# Text section start

# I don't know how to make it thru this



## Cadabra (Sep 1, 2012)

Im broken. Long story short my husband who I've been with for 10 years admitted he's been having an affair for several months. He only admitted b/c he knew he was going to get caught. The biggest problem is we have 3 children with the youngest being 5 months old. His affair began when my youngest was a month old. I'm staying at a hotel and I'm lost. I hate him but still love him. I have never felt pain like this in my life and don't know what to do. I can't function let alone put on a happy face for my children. He met this woman on a dating website so he went looking for an affair. My friends have been supportive but they don't know what I'm feeling and that makes me feel even more alone. I don't know what I'm supposed to do nor how I can do it since everything inside of me seems numb, I feel like I've lost everything and my world stopped turning this morning.


----------



## solitudeseeker (May 1, 2011)

So sorry. It hurts so much. Have you got family nearby, people you can lean on?


----------



## dwaynewilliams (Feb 1, 2010)

Sorry to hear about your troubles. Maybe you should see a counselor.


----------



## SlowlyGettingWiser (Apr 7, 2012)

You should DEFINITELY head over to the Coping with Infidelity section of this website. Not that we don't care about you and support you, because WE DO, but the people on THAT board HAVE ALL BEEN IN YOUR SHOES. EVERY ONE OF THEM HAS HAD A SPOUSE CHEAT ON THEM.

Unlike your friends, they know EXACTLY what you're going through, how you feel, etc.

Head on over there, Cadabra, I KNOW they can help you get through this, see clearly, and feel better.

Good luck, honey, to you AND your precious children.


----------



## Cadabra (Sep 1, 2012)

Thank you. This is all so new I didn't know where to go. I have no family here. I moved from a different state. This is where his family is and now I'm stuck.


----------



## anchorwatch (Mar 5, 2012)

Why are you in a hotel. He cheated tell him to get out so you can be with your children and decide what to do. 

Has the affair stopped?

Post you story in the Coping with Infidelity area, there you will get good advice, you need it. Good Luck.


----------



## WTBJ (Sep 1, 2012)

I have been to a hotel many times and thrown my husband in a hotel many times. Those are very sad times. 80% of marriages someone is cheating. Definitely talk to the people in the room they are referring you too. I too live where I have no friends or family and I can't imagine what you are going through. Praying for you, your marriage, and your children. I know it is difficult going through this alone.

All the best

Jess


----------

# Text section end
# Raw data start

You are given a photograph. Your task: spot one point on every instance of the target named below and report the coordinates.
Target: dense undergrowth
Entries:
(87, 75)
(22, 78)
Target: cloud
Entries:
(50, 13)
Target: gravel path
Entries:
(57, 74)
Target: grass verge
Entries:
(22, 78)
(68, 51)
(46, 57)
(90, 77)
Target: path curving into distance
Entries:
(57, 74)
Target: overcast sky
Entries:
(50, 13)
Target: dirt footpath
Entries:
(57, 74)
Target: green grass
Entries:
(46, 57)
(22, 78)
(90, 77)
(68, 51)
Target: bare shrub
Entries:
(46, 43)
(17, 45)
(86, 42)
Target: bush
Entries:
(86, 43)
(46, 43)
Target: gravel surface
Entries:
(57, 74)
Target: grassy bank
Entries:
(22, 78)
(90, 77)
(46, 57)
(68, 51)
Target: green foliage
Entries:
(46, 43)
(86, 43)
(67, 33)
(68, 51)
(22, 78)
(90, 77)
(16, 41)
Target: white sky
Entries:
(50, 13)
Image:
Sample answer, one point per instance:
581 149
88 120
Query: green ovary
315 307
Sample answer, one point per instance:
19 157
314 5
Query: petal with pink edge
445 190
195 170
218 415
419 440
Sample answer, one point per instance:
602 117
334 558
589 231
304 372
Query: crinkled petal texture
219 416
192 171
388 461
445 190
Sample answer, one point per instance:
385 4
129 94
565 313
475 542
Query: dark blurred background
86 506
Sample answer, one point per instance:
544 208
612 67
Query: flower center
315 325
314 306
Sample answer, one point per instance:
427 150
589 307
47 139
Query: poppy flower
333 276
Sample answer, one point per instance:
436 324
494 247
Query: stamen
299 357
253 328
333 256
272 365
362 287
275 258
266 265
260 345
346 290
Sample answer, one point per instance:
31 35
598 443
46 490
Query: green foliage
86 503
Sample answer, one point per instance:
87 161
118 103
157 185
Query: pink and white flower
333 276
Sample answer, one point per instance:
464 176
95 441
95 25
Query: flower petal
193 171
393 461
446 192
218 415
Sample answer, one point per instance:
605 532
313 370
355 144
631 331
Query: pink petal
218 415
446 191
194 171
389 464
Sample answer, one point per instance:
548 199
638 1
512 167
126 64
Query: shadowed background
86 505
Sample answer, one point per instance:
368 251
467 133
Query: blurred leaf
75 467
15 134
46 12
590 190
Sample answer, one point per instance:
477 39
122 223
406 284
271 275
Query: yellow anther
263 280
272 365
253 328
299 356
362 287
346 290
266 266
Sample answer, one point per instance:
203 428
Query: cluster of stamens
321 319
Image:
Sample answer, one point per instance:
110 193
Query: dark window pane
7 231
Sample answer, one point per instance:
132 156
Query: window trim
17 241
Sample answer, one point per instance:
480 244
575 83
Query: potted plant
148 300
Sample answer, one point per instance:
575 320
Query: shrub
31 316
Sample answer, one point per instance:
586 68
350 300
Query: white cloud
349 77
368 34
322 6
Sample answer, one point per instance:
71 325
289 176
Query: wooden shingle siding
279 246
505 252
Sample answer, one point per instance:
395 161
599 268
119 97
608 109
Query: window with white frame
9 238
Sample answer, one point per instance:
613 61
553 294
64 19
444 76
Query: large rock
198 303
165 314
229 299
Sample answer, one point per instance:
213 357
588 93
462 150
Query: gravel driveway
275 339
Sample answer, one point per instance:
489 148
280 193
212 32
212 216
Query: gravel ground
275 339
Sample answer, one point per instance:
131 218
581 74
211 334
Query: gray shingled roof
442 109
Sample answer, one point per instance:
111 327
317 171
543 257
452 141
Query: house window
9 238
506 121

# Raw data end
# Raw data start

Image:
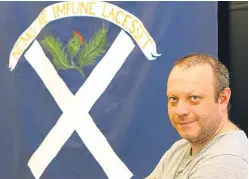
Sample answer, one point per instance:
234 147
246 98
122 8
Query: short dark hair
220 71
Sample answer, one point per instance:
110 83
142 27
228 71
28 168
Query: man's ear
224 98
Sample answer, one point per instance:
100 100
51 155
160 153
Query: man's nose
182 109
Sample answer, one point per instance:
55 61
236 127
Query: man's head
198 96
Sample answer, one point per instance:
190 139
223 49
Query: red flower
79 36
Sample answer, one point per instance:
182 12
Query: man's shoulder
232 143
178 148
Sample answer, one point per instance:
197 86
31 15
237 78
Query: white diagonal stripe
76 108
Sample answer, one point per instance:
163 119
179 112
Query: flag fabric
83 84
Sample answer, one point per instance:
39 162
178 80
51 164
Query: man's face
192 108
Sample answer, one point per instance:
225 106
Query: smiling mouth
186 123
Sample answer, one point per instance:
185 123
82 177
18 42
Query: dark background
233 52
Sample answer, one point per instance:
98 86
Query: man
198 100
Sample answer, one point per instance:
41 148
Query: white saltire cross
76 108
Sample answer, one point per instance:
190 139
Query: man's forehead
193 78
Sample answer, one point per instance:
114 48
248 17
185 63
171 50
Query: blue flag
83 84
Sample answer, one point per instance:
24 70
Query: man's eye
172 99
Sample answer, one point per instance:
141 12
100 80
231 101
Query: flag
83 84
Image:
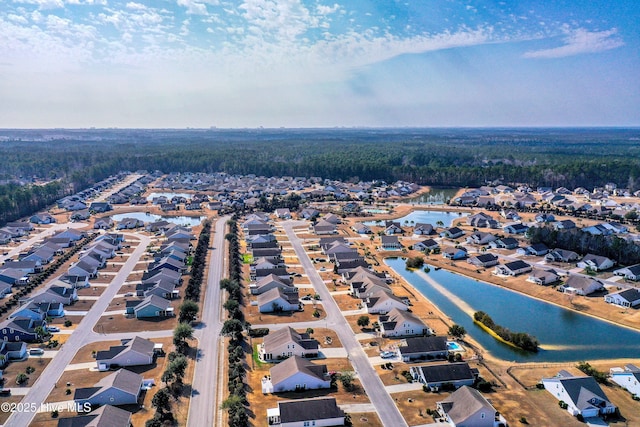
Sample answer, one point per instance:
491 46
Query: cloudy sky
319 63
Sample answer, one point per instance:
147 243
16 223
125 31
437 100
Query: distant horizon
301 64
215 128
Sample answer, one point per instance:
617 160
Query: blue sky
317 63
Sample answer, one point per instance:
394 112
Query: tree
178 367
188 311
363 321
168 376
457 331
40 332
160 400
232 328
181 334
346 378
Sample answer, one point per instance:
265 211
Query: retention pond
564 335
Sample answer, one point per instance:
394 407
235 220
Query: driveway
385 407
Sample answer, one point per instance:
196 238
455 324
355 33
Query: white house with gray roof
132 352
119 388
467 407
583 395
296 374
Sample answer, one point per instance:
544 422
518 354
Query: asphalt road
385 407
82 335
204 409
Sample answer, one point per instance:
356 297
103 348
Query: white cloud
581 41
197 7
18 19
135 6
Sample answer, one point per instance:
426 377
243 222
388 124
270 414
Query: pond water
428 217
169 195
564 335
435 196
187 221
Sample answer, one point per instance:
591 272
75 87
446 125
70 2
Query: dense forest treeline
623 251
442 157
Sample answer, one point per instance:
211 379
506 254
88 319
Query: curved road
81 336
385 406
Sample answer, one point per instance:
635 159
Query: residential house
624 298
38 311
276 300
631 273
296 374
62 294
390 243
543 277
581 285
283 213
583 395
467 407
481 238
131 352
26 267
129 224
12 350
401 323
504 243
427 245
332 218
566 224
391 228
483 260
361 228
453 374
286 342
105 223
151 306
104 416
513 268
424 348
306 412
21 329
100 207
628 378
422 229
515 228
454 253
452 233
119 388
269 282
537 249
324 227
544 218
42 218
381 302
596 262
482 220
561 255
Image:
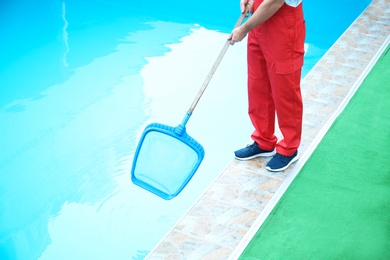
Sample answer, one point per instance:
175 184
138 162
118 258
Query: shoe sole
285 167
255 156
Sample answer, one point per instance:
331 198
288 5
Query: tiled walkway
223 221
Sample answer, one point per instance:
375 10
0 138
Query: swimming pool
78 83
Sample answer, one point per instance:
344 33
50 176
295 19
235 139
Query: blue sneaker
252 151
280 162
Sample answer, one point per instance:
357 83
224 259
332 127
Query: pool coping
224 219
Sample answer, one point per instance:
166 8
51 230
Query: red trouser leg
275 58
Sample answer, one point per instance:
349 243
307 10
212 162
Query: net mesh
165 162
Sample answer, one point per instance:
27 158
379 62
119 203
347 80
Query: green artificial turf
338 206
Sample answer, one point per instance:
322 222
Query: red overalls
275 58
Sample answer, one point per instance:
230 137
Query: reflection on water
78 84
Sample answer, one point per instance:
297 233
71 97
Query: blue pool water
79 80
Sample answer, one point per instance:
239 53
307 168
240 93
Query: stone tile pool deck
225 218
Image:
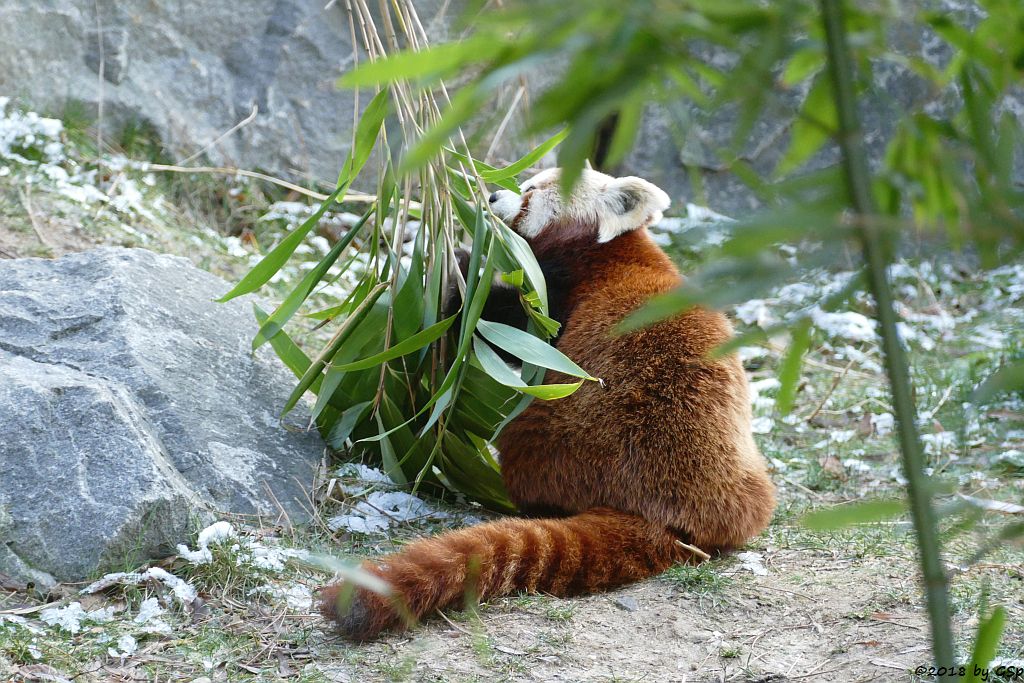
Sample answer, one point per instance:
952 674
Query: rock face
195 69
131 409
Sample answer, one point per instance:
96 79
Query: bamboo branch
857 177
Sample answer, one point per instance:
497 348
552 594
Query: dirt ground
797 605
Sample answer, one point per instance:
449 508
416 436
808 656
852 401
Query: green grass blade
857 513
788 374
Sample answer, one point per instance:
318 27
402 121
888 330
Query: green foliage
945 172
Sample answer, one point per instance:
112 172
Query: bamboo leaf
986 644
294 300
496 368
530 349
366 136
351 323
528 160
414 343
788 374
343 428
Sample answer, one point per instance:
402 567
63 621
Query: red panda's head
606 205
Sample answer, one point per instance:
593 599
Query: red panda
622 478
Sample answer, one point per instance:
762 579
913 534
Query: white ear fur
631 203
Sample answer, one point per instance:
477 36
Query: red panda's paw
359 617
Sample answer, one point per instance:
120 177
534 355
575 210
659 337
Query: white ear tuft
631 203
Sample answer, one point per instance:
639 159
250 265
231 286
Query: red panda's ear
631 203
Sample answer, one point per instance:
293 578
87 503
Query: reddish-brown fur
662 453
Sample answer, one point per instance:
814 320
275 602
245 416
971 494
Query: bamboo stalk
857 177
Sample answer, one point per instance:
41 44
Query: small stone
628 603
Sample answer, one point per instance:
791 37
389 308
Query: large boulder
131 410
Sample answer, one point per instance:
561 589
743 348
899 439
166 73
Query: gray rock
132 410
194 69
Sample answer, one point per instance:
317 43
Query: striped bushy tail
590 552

# Raw data end

### Problem description
Answer these questions using the forum thread.
(a) How many children does Cadabra have, and how old is the youngest?
(b) Where did Cadabra's husband meet the woman he had the affair with?
(c) Which section of the website does SlowlyGettingWiser urge Cadabra to visit?

### Task response
(a) Cadabra has three children, and the youngest is five months old.
(b) He met her on a dating website.
(c) SlowlyGettingWiser urges Cadabra to visit the Coping with Infidelity section.